# GIVEN PASSAGE
START

Failure of any company to receive a notice does not excuse it from the penalty

imposed by law.

      7.  If the list to be filed pursuant to the

provisions of subsection 1 or 2 is defective or the fee required by subsection

4 is not paid, the Secretary of State may return the list for correction or

payment.

      8.  An annual list for a limited-liability

company not in default received by the Secretary of State more than 90 days

before its due date shall be deemed an amended list for the previous year.

      9.  A person who files with the Secretary

of State a list required by subsection 1 or 2 which identifies a manager or

managing member with the fraudulent intent of concealing the identity of any

person or persons exercising the power or authority of a manager or managing

member in furtherance of any unlawful conduct is subject to the penalty set

forth in NRS 225.084.

      10.  For the purposes of this section, a

member is not deemed to exercise actual control of the daily operations of a

limited-liability company based solely on the fact that the member has voting

control of the limited-liability company.

      11.  The Secretary of State may allow a

limited-liability company to select an alternative due date for filing the list

required by subsection 1.

      12.  The Secretary of State may adopt

regulations to administer the provisions of subsection 11.

      (Added to NRS by 1993, 1010; A 1995, 1129, 2110; 1997, 2813; 2001, 3181; 2003, 20th

Special Session, 67, 184; 2005, 2259; 2007, 1324, 2672; 2009, 2036,

2837; 2013, 857)

      NRS 86.264  Additional filing requirements for certain companies: Criteria;

statement; fees.

      1.  At the time of submitting any list

required pursuant to NRS 86.263, a

limited-liability company that meets the criteria set forth in subsection 2

must submit:

      (a) The statement required pursuant to subsection

3, accompanied by a declaration under penalty of perjury attesting that the

statement does not contain any material misrepresentation of fact; and

      (b) A fee of $100,000, to be distributed in the

manner provided pursuant to subsection 4.

      2.  A limited-liability company must submit

a statement pursuant to this section if the limited-liability company,

including its parent and all subsidiaries:

      (a) Holds 25 percent or more of the share of the

market within this State for any product sold or distributed by the

limited-liability company within this State; and

      (b) Has had, during the previous 5-year period, a

total of five or more investigations commenced against the limited-liability

company, its parent or its subsidiaries in any jurisdiction within the United

States, including all state and federal investigations:

             (1) Which concern any alleged contract,

combination or conspiracy in restraint of trade, as described in subsection 1

of NRS 598A.060, or which concern

similar activities prohibited by a substantially similar law of another

jurisdiction; and

             (2) Which resulted in the

limited-liability company being fined or otherwise penalized or which resulted

in the limited-liability company being required to divest any holdings or being

unable to acquire any holdings as a condition for the settlement, dismissal or

resolution of those investigations.

END

# WRITTEN TASKS
A) List every NRS section number that appears in the statute text.
B) In the statute text, how early must the Secretary of State receive an annual list from a limited-liability company not in default for it to be deemed an amended list for the previous year?
You won't need the records for this.

# ROWS
START

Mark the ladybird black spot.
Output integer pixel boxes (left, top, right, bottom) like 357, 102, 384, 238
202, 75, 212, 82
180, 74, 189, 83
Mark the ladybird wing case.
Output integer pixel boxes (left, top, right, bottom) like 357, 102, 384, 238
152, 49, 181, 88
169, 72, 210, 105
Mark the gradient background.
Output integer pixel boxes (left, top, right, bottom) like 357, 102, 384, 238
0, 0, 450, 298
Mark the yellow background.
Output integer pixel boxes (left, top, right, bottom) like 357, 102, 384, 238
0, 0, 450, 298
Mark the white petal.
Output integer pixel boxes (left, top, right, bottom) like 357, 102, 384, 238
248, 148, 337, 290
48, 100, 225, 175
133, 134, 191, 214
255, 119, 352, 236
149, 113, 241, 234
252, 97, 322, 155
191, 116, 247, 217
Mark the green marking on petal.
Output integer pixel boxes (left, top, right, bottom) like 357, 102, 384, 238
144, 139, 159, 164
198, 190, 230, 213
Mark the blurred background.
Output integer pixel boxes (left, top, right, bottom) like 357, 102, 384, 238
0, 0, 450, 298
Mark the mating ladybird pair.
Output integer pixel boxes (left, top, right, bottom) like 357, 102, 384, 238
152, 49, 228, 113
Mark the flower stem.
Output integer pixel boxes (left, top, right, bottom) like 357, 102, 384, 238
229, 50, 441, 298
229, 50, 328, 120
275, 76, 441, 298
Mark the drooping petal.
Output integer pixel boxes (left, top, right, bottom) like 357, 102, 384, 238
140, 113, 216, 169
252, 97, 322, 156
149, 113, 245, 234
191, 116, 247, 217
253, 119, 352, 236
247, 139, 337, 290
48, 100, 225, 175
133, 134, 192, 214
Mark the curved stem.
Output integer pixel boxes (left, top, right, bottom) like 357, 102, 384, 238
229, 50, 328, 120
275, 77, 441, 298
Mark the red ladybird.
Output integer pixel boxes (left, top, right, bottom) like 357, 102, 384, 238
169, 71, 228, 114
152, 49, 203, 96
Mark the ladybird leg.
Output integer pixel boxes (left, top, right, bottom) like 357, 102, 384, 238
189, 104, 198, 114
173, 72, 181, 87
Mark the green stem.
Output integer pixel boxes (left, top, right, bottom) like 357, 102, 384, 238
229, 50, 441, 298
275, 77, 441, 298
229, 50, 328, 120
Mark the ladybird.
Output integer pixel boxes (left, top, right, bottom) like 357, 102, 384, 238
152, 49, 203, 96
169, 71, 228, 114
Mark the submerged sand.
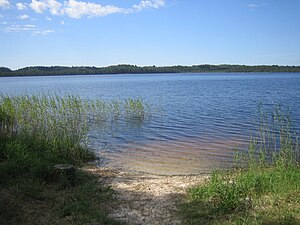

END

# FULL SOLUTIONS
A)
NRS 225.084
NRS 86.264
NRS 86.263
NRS 598A.060

B) More than 90 days before its due date.